> LISTING
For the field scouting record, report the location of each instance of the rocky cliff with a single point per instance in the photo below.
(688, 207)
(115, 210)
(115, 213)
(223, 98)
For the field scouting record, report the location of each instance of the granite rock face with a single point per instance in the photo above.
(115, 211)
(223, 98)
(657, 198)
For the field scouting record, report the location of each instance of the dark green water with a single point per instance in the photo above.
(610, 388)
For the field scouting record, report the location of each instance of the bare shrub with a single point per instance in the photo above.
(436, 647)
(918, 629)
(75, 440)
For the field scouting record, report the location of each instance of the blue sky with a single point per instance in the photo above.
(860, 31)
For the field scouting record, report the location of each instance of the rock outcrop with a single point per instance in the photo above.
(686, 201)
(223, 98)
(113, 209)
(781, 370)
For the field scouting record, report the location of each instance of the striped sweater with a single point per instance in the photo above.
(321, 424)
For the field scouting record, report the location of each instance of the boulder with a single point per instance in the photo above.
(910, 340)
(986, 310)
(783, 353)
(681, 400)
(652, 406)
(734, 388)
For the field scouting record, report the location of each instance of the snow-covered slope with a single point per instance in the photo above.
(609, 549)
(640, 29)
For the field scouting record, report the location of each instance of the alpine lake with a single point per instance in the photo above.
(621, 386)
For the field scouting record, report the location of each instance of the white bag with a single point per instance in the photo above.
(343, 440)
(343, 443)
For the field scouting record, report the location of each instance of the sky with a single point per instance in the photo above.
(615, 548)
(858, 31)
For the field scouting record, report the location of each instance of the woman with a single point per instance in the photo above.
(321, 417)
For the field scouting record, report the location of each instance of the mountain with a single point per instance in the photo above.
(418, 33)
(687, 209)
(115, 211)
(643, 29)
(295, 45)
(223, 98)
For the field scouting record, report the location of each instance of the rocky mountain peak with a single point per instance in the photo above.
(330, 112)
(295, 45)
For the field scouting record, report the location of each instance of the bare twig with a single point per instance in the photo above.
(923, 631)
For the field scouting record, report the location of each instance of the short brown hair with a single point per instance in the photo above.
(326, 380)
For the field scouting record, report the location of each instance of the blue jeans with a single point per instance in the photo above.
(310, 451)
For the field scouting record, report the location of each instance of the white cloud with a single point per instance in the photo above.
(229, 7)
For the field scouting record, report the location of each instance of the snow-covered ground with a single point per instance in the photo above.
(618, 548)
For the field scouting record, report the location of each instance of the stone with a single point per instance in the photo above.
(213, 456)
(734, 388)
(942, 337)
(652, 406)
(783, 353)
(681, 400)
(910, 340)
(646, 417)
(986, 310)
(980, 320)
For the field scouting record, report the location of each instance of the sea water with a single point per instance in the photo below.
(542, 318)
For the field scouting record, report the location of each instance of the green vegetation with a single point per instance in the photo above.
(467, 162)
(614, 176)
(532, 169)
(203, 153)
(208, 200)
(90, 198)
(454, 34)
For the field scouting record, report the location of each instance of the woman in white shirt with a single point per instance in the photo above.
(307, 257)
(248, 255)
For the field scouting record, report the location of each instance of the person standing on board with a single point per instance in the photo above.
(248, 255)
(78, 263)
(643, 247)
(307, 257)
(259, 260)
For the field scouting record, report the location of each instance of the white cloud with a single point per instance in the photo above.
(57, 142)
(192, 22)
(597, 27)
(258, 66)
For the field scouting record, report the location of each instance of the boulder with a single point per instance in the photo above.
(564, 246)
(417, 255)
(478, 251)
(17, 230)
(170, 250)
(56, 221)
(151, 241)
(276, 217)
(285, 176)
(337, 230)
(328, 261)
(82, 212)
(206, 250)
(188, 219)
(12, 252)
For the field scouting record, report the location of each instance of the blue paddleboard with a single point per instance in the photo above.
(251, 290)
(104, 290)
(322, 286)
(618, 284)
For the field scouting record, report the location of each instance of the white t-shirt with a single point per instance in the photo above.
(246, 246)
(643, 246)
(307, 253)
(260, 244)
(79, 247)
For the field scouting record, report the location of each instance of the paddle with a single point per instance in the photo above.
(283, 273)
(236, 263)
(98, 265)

==

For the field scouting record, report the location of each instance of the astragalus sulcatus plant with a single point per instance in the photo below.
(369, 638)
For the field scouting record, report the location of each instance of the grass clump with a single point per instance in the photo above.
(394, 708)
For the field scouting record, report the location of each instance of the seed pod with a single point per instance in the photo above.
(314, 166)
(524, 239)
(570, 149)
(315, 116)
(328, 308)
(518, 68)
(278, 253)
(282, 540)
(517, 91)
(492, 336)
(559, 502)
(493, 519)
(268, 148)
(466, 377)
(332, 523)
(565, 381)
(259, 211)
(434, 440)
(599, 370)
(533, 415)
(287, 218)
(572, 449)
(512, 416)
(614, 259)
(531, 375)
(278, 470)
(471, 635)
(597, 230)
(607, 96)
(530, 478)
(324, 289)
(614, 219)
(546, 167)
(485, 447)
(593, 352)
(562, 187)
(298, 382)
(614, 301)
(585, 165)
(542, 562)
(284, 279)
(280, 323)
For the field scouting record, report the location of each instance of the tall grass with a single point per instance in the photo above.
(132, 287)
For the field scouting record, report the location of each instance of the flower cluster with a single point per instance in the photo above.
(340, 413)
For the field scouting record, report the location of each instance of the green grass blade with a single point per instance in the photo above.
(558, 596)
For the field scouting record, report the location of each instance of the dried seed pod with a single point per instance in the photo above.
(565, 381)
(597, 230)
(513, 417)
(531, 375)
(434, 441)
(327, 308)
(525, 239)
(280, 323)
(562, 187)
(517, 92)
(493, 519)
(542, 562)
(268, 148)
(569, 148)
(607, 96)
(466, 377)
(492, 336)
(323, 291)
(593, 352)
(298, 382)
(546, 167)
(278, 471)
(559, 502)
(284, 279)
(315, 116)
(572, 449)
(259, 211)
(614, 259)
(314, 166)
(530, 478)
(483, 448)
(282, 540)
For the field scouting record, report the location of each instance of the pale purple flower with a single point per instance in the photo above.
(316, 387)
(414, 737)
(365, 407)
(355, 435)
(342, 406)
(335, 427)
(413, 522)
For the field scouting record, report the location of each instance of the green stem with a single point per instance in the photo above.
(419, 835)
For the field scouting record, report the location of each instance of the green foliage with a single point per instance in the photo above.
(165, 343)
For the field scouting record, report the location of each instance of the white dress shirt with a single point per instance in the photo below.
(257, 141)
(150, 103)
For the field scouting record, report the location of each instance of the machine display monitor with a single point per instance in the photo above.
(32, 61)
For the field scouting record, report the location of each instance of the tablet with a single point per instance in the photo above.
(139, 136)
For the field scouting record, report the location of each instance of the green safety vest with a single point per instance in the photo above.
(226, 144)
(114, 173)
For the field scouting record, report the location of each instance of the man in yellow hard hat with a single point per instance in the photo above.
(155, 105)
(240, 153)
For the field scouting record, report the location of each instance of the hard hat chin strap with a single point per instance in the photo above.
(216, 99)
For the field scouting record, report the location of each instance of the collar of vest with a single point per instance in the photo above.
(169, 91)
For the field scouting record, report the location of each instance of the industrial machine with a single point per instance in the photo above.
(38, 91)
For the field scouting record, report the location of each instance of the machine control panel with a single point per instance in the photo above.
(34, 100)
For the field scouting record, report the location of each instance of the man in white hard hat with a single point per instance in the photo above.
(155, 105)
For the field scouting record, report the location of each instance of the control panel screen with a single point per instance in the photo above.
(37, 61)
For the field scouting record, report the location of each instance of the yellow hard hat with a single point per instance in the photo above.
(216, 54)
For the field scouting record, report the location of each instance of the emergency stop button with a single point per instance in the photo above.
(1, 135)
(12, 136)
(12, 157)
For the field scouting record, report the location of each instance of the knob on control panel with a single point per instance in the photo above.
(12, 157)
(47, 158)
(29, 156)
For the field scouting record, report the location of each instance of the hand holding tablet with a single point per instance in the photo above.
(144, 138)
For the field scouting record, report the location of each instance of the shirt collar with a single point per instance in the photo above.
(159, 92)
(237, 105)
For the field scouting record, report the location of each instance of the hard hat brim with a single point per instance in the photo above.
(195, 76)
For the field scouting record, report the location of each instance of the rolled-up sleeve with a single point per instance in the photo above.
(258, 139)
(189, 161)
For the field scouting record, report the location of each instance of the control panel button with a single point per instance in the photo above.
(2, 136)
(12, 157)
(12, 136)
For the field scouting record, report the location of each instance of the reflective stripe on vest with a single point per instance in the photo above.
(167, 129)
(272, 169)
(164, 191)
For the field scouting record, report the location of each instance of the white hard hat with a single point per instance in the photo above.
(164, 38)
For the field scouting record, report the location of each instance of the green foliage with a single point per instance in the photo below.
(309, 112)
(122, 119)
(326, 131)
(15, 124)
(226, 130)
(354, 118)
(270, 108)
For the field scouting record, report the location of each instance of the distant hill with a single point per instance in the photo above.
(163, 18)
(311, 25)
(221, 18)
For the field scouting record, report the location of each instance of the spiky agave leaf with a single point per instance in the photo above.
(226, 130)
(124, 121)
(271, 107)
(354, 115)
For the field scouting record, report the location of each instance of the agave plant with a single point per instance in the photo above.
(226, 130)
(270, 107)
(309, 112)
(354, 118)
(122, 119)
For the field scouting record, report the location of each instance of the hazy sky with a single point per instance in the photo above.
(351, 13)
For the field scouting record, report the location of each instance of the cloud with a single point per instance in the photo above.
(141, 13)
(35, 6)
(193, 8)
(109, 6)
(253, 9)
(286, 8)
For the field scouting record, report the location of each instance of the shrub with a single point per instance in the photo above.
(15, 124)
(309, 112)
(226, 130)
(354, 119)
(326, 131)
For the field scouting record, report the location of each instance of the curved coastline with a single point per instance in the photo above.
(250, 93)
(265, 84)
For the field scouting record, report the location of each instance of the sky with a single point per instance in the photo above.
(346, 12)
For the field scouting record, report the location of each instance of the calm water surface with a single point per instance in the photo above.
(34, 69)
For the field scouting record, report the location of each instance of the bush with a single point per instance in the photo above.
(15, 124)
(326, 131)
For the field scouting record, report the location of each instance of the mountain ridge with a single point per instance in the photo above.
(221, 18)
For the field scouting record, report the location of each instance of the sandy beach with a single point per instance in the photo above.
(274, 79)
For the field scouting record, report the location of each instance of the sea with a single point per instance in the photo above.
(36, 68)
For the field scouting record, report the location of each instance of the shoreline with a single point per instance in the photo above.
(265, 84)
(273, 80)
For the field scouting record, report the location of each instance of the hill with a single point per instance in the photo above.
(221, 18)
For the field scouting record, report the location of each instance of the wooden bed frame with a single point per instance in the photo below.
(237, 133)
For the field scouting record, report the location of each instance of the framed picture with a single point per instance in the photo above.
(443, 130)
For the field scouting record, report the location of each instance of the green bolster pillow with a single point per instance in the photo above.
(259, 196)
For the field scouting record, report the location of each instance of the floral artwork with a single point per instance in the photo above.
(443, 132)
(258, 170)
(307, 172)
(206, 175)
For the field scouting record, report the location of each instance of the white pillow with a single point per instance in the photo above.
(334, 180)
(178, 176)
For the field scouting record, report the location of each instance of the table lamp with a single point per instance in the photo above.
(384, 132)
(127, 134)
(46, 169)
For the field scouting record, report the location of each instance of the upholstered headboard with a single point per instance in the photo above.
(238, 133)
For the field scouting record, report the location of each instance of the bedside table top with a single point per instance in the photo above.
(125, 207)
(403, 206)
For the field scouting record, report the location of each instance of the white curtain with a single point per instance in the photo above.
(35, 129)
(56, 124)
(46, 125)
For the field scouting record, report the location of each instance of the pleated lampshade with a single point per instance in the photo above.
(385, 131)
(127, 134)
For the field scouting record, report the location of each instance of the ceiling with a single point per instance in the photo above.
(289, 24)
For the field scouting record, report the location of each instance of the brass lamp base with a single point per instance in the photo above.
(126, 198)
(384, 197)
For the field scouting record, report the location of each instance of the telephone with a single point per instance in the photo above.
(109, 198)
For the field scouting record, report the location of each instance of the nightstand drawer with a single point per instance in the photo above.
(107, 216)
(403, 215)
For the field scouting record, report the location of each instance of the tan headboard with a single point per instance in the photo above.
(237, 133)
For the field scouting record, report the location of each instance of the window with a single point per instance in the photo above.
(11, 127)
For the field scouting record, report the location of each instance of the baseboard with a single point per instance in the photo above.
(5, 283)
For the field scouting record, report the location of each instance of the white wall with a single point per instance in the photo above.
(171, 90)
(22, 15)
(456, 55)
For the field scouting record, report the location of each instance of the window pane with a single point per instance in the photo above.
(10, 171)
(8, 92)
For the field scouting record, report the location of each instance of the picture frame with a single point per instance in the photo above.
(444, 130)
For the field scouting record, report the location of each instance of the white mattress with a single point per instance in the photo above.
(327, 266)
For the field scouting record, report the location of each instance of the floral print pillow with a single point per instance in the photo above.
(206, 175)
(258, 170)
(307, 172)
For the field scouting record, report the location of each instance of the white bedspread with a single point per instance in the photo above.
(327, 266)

> REQUIREMENT
Show each row above that contains the string "shirt", copied in full. Only case-sensitive matches count.

> RIGHT ANSWER
For the field scouting record, report the location of each instance of the woman in white shirt with a single point per instance in the photo above.
For the field scouting record, report the location of each instance of the white t-shirt with a single point per instance in the photo above.
For the field scouting record, report the location of each instance of the white dress shirt with a single point per instance in the photo below.
For the field scouting record, report the location of each instance of the shirt collar with a single point per instance in the photo above.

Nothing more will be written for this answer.